======== Document excerpt ========
[Web-SIG] serving (potentially large) files through wsgi?

Phillip J. Eby pje at telecommunity.com
Wed Dec 19 18:46:27 CET 2007

At 12:12 PM 12/19/2007 +0100, Manlio Perillo wrote:
>Phillip J. Eby ha scritto:
>>At 11:51 PM 12/18/2007 +0100, Manlio Perillo wrote:
>>>Phillip J. Eby ha scritto:
>>>>At 10:10 PM 12/18/2007 +0100, Manlio Perillo wrote:
>>>>>Here I would just say that when someone install something on its 
>>>>>system, it should at least know what he is doing.
>>>>And I repeat: you're welcome to your opinions about what's good 
>>>>or bad, but that has nothing to do with WSGI's design rationale, 
>>>>which is based on *different* goals.
>>>The problem is that I don't think that having many server 
>>>configuration parameters with "safe" defaults value is against 
>>>your design goals.
>>Sometimes parameters are a necessary evil; that doesn't make them 
>>any less evil, just more necessary.  :)
========
→ **Direction 1**
Rewrite the portion of the mailing-list message starting with "[Web-SIG] serving (potentially" and going on through "he is doing.", substituting "deploy" for "install".
→ **Direction 2**
According to Phillip J. Eby in the mailing-list message, what is WSGI's design rationale based on?
Rely solely on the mailing-list message when working with this material.
======== Extracted entries ========
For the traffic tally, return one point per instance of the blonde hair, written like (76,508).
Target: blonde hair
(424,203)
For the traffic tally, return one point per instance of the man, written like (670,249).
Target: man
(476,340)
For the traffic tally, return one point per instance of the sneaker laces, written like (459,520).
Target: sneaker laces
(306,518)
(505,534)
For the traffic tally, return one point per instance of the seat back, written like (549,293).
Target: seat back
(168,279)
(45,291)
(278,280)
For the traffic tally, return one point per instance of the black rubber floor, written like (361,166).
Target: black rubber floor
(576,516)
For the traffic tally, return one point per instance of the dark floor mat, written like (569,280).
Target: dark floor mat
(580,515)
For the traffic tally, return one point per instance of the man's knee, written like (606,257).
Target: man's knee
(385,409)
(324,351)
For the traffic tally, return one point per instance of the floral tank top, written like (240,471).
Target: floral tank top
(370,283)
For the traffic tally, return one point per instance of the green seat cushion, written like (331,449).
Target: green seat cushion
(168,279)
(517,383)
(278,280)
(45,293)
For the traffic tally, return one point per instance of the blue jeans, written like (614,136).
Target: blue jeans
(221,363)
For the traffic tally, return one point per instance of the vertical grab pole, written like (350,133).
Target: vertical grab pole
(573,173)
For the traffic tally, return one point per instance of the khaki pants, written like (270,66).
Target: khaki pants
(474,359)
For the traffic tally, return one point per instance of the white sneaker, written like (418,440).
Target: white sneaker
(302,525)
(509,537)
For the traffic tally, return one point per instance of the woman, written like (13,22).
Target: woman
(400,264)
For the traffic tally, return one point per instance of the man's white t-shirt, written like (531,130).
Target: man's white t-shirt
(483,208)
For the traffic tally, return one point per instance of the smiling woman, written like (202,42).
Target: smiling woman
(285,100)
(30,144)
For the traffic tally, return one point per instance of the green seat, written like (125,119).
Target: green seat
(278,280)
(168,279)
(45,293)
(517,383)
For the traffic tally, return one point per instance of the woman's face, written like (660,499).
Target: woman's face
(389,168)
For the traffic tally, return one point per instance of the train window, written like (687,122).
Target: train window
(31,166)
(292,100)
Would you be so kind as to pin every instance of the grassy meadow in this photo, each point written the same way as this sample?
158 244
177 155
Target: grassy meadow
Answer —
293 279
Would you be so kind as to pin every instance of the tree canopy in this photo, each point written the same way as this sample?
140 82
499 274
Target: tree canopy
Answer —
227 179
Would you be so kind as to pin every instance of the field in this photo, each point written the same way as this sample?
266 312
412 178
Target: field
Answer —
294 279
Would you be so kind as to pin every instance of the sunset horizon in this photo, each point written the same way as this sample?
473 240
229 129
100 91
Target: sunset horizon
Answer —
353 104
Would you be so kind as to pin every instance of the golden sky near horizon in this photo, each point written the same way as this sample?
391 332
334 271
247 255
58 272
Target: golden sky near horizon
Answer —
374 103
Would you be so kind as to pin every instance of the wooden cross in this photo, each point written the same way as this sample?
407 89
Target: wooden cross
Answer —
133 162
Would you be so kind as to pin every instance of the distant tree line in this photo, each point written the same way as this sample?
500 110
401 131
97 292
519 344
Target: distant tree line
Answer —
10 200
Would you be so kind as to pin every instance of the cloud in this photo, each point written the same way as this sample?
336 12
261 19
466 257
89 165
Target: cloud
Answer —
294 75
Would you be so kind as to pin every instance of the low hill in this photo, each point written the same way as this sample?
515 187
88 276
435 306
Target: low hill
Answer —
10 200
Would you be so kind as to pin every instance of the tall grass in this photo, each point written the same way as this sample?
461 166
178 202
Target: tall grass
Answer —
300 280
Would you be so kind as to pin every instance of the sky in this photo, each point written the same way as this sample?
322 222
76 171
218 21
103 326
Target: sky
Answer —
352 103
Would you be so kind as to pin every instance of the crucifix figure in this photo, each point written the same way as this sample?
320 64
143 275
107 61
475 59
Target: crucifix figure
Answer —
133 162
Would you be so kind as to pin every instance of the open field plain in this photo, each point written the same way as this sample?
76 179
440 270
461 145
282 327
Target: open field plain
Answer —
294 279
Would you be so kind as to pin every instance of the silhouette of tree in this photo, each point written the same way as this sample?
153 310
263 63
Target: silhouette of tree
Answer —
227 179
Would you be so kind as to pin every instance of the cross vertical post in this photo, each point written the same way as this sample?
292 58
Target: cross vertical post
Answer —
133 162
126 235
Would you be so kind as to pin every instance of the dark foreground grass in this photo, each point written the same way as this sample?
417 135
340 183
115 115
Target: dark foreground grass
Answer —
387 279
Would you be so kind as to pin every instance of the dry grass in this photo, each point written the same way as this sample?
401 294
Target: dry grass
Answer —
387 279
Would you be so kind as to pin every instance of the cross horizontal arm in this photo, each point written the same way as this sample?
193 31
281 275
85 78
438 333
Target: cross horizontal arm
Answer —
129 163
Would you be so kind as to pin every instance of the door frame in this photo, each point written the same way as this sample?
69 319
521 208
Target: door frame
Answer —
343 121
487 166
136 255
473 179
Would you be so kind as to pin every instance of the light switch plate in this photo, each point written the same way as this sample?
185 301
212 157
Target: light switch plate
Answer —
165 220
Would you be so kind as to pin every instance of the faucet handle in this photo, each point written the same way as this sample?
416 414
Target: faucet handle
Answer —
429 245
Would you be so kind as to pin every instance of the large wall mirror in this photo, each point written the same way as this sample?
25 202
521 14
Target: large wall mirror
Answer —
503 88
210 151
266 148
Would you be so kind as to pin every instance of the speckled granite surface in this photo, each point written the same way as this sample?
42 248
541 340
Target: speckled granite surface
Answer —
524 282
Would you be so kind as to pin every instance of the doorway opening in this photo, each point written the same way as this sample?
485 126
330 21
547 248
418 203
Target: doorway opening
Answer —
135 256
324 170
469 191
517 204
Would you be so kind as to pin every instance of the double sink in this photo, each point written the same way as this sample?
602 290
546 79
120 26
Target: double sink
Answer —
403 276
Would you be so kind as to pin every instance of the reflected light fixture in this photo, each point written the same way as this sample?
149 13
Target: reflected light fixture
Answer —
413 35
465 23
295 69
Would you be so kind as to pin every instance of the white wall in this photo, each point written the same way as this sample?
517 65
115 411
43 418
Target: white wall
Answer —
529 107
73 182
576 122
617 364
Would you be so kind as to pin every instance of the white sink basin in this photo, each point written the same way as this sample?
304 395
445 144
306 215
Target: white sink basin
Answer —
========
→ **Complete output 1**
[Web-SIG] serving (potentially large) files through wsgi?

Phillip J. Eby pje at telecommunity.com
Wed Dec 19 18:46:27 CET 2007

At 12:12 PM 12/19/2007 +0100, Manlio Perillo wrote:
>Phillip J. Eby ha scritto:
>>At 11:51 PM 12/18/2007 +0100, Manlio Perillo wrote:
>>>Phillip J. Eby ha scritto:
>>>>At 10:10 PM 12/18/2007 +0100, Manlio Perillo wrote:
>>>>>Here I would just say that when someone deploy something on its 
>>>>>system, it should at least know what he is doing.

→ **Complete output 2**
It is based on different goals.